(Information provided begins)

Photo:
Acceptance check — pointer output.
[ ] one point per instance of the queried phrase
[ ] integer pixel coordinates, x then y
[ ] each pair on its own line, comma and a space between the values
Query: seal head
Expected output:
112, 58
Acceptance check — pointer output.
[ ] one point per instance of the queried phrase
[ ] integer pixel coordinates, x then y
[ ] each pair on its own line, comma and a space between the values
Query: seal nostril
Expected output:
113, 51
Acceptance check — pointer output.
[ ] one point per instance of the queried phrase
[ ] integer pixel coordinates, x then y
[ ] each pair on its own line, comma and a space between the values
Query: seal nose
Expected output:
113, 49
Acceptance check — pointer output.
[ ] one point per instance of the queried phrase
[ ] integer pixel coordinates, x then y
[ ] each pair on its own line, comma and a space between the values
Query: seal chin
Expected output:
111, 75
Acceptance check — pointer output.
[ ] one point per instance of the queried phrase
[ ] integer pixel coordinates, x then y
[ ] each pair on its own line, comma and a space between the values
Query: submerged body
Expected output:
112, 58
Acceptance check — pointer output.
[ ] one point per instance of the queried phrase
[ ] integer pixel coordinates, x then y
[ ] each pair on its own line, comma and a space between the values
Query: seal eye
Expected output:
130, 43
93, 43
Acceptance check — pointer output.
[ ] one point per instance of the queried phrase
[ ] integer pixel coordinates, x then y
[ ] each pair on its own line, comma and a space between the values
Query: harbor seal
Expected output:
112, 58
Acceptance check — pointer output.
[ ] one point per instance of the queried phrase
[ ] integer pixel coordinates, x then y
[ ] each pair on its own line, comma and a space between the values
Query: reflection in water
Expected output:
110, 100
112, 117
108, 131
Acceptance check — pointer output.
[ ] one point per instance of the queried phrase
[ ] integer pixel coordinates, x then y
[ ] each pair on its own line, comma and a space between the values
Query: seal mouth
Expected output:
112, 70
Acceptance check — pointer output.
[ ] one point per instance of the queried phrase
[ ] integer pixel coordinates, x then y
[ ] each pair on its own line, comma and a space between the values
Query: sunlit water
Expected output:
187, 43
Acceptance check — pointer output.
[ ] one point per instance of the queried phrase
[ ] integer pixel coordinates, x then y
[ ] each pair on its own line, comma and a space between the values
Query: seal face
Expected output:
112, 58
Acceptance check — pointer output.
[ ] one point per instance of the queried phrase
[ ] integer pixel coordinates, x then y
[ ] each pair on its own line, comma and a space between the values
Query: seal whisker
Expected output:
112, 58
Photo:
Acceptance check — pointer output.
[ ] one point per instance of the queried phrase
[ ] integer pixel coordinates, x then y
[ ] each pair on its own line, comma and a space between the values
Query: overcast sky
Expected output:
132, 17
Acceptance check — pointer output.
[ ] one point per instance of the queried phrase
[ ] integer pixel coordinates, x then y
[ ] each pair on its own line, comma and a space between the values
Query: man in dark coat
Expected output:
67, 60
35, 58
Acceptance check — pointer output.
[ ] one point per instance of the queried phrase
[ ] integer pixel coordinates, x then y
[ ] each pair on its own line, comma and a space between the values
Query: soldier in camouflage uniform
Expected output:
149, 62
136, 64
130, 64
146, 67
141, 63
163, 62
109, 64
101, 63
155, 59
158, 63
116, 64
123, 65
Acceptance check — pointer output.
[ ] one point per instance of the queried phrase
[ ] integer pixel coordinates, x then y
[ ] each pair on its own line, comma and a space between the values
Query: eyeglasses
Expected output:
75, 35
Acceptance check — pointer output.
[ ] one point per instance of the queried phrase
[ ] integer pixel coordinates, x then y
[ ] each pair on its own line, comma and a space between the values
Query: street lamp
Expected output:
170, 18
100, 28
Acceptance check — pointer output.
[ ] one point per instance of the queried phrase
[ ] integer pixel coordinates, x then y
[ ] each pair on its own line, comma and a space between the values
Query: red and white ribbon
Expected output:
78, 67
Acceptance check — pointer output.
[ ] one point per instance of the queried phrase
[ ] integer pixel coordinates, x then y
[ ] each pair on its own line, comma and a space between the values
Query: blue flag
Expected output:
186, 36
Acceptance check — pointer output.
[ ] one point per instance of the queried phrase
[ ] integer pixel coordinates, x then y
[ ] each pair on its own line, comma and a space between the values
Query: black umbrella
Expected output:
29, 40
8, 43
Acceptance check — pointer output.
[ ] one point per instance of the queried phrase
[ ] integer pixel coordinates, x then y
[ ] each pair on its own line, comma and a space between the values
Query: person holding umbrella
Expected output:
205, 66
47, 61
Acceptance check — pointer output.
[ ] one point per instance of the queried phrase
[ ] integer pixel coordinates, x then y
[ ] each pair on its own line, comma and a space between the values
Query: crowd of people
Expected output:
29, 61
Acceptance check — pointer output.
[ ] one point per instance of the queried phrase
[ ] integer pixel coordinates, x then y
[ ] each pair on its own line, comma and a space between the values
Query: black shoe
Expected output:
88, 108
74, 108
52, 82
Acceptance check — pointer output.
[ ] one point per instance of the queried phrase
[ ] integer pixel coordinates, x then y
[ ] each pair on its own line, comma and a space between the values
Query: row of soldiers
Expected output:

(Information provided ends)

> **About this task**: Would you please return every line in the listing where "seal" shows up?

> **Exercise output**:
Query: seal head
Query: seal nostril
Query: seal nose
Query: seal chin
Query: seal eye
Query: harbor seal
Query: seal mouth
Query: seal face
Query: seal whisker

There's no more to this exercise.